What you are asked to do:
Could you lay out every line of this listing as a numbered list, leaving out the blank lines?

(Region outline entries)
══════════

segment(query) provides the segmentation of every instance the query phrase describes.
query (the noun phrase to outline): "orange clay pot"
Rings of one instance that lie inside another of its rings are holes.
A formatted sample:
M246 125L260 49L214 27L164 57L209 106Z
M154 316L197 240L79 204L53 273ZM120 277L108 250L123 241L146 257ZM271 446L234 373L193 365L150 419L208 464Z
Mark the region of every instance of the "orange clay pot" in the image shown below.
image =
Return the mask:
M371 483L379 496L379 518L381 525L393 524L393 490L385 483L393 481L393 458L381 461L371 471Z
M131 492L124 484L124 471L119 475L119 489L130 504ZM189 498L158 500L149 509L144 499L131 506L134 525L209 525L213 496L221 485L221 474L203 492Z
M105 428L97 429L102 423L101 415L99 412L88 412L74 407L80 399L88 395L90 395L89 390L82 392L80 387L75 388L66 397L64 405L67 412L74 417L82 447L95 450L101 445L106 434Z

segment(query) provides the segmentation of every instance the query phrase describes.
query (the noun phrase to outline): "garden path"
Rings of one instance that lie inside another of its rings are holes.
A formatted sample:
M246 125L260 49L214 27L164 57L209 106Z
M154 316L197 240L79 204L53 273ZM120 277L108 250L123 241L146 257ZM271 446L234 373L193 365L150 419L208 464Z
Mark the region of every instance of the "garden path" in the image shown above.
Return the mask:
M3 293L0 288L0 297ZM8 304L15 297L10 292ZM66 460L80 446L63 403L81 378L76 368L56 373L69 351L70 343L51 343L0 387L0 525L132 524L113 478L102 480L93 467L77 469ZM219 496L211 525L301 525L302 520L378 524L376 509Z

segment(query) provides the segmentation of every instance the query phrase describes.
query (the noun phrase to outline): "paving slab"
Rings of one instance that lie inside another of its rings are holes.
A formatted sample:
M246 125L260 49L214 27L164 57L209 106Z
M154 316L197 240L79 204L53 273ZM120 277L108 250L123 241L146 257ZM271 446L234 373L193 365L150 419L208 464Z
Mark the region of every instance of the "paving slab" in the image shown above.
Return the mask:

══════════

Solution for this problem:
1. segment(query) provides the segmentation of every instance the query phrase describes.
2. query (the noun phrase to outline): "orange clay pot"
3. Rings of one instance that lie inside another of its rings are holes.
4. A formatted sample:
5. M246 125L260 49L214 27L164 57L209 106Z
6. M154 316L197 240L79 204L53 273ZM120 277L108 250L123 241L146 257ZM271 446L234 373L193 365L150 419L208 464Z
7. Mark the region of every instance of the "orange clay pot" in the image shown below.
8. image =
9. Return the mask:
10. M371 483L379 496L379 518L381 525L393 524L393 490L385 483L393 481L393 458L381 461L371 471Z
11. M131 492L124 484L124 471L119 475L119 489L130 504ZM189 498L158 500L149 509L144 499L131 506L134 525L209 525L213 496L221 485L221 474L203 492Z
12. M105 428L97 429L102 423L101 415L99 412L88 412L74 407L80 399L88 395L90 395L89 390L82 392L80 387L75 388L66 397L64 405L67 412L74 417L82 447L95 450L101 445L106 434Z
13. segment(query) provides the segmentation of every instance the query phrase describes.
14. query (the noun phrase to outline): "garden path"
15. Rings of one instance that lie inside another of its rings are holes.
16. A formatted sample:
17. M246 125L260 49L214 27L164 57L209 106Z
18. M154 316L197 240L79 204L53 273ZM120 277L108 250L123 241L146 257ZM271 446L234 373L193 365L150 419L208 464Z
19. Mark the region of every instance of the "garden path" in the image shown above.
20. Return the mask:
21. M3 293L0 288L0 297ZM8 304L15 297L10 292ZM66 460L80 446L63 403L81 378L76 368L56 373L69 351L70 343L51 343L0 387L0 525L132 524L113 478L102 480L93 467L77 469ZM219 496L211 525L301 525L302 520L378 524L376 509Z
22. segment(query) provides the segmentation of every instance the query phrase describes.
23. query (the noun phrase to outline): "paving slab"
24. Rings of one instance that lie inside another of its rings are holes.
25. A formatted sample:
26. M246 125L260 49L214 27L164 57L209 106Z
27. M154 316L197 240L79 204L53 273ZM120 277L108 250L123 241L146 257ZM271 446L234 373L193 365L150 419L208 464Z
28. Mark the region of every instance of the "paving slab" in the image shown above.
29. Return the mask:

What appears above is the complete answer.